%%

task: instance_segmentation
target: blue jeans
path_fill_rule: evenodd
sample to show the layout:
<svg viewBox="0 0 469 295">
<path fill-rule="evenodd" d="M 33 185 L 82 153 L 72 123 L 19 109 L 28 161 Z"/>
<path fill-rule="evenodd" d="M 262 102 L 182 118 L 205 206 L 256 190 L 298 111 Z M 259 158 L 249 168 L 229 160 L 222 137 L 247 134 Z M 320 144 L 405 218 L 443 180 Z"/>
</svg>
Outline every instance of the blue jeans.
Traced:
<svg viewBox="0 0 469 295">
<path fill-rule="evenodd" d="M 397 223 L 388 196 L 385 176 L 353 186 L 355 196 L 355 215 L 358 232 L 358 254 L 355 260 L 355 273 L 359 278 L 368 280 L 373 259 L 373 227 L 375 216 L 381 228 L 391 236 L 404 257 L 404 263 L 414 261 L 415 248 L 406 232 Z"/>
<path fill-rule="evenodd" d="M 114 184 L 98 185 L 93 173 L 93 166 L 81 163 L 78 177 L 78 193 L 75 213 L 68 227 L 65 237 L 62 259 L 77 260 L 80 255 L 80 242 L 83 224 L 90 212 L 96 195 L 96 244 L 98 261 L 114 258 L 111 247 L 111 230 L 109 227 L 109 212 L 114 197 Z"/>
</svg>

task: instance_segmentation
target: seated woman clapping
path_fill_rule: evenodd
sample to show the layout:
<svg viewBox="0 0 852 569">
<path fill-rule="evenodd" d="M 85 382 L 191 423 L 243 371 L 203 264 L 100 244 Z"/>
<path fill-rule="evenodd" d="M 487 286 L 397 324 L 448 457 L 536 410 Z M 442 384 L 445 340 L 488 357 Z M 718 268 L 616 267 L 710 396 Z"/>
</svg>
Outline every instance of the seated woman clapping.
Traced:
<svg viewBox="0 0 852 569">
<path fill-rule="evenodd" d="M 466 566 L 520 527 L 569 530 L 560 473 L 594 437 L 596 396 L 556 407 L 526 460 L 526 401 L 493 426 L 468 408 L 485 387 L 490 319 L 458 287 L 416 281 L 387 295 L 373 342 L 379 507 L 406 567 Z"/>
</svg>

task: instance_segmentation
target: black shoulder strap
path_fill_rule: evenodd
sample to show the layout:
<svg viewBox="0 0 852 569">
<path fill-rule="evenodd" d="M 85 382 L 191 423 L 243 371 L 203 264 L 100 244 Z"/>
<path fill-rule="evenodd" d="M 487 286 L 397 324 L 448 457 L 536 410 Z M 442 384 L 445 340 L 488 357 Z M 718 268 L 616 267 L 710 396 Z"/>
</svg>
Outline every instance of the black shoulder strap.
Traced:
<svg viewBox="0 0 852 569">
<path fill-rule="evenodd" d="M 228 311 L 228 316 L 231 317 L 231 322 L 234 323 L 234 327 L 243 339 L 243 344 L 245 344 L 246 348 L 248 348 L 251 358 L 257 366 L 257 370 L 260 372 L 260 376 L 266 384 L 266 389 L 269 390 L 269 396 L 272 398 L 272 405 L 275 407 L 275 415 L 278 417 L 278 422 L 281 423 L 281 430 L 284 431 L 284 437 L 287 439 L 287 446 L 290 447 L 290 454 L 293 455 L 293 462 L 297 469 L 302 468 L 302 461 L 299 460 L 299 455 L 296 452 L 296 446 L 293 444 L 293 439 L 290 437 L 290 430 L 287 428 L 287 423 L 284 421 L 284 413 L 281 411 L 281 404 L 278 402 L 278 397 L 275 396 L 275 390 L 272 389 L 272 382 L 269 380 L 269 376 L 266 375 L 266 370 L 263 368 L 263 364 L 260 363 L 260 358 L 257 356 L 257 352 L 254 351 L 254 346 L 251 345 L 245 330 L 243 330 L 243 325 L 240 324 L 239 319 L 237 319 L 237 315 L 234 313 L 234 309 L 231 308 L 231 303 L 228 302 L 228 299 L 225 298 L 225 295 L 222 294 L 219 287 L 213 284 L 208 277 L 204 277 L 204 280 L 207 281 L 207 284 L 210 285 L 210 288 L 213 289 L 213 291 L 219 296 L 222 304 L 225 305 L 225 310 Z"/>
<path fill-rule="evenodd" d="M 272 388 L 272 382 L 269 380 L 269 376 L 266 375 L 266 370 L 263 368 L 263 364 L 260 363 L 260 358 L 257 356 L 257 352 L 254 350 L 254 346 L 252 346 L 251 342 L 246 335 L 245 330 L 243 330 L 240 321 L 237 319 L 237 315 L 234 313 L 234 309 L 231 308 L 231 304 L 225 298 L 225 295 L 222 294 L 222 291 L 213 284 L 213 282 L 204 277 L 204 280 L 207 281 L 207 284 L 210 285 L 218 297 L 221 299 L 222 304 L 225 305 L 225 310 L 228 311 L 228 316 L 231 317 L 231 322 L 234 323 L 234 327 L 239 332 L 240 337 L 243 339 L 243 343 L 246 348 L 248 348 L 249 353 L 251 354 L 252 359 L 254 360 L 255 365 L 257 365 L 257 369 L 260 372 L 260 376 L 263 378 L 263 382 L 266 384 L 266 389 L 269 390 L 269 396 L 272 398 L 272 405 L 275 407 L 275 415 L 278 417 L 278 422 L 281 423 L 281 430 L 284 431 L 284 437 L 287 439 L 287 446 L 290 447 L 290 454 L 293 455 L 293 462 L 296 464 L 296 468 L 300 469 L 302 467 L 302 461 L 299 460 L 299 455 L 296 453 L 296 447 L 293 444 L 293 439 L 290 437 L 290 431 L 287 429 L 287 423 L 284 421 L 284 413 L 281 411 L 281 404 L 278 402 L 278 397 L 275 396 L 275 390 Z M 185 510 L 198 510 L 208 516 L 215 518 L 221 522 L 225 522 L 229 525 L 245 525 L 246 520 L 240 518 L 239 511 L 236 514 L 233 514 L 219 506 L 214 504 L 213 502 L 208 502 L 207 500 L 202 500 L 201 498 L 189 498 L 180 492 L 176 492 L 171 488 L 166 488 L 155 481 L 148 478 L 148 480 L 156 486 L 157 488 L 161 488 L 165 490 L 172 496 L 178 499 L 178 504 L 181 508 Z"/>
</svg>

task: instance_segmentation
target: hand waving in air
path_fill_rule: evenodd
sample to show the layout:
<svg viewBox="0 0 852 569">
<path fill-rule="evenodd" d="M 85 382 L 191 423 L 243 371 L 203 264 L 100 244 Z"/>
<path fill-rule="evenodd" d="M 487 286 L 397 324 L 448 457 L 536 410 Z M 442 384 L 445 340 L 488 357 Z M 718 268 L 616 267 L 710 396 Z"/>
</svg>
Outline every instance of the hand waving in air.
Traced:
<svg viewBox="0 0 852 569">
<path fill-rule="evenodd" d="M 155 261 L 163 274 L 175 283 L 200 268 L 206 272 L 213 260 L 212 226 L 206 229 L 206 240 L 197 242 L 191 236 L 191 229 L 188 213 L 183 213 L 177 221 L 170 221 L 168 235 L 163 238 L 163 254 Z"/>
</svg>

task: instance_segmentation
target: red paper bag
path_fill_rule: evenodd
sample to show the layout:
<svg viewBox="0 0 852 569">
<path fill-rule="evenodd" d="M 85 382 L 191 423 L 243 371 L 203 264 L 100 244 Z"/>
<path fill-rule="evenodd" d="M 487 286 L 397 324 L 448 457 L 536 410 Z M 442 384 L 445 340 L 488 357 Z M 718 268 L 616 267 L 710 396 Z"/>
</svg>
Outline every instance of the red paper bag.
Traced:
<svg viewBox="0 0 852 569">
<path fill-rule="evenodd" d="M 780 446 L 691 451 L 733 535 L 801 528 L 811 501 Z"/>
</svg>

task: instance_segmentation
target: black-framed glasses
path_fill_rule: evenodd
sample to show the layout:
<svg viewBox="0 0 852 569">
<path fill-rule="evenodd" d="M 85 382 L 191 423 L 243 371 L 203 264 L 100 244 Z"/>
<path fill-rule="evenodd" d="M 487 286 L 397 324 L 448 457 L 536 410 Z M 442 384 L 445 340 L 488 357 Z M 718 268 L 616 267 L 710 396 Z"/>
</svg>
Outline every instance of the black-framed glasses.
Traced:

%%

### Work item
Each line from the top of the material above, through the one that contains "Outline every instance of the seated", should be restated word for word.

### Exercise output
task: instance_segmentation
target: blue jeans
path_fill_rule: evenodd
sample to show the layout:
<svg viewBox="0 0 469 295">
<path fill-rule="evenodd" d="M 33 185 L 82 153 L 72 123 L 19 109 L 28 161 Z"/>
<path fill-rule="evenodd" d="M 262 102 L 182 118 L 205 206 L 256 190 L 298 111 Z M 259 158 L 249 168 L 229 160 L 222 137 L 247 134 Z M 320 144 L 405 218 L 443 180 Z"/>
</svg>
Outline every instance of the blue jeans.
Traced:
<svg viewBox="0 0 469 295">
<path fill-rule="evenodd" d="M 397 223 L 388 196 L 385 176 L 353 186 L 355 196 L 355 215 L 358 232 L 358 254 L 355 260 L 355 273 L 359 278 L 368 280 L 373 259 L 373 227 L 375 216 L 381 228 L 391 236 L 404 257 L 404 263 L 414 261 L 415 248 L 406 232 Z"/>
<path fill-rule="evenodd" d="M 114 184 L 98 185 L 93 173 L 93 166 L 81 163 L 78 177 L 78 193 L 75 213 L 68 227 L 65 237 L 62 259 L 77 260 L 80 255 L 80 242 L 83 224 L 90 212 L 96 195 L 96 244 L 98 261 L 114 258 L 111 247 L 111 230 L 109 227 L 109 212 L 114 197 Z"/>
</svg>

task: instance_segmentation
target: seated woman clapping
path_fill_rule: evenodd
sample to show the layout:
<svg viewBox="0 0 852 569">
<path fill-rule="evenodd" d="M 85 382 L 191 423 L 243 371 L 203 264 L 100 244 Z"/>
<path fill-rule="evenodd" d="M 487 286 L 397 324 L 448 457 L 536 410 Z M 442 384 L 445 340 L 488 357 Z M 718 268 L 616 267 L 710 396 Z"/>
</svg>
Outline every instance of the seated woman clapping.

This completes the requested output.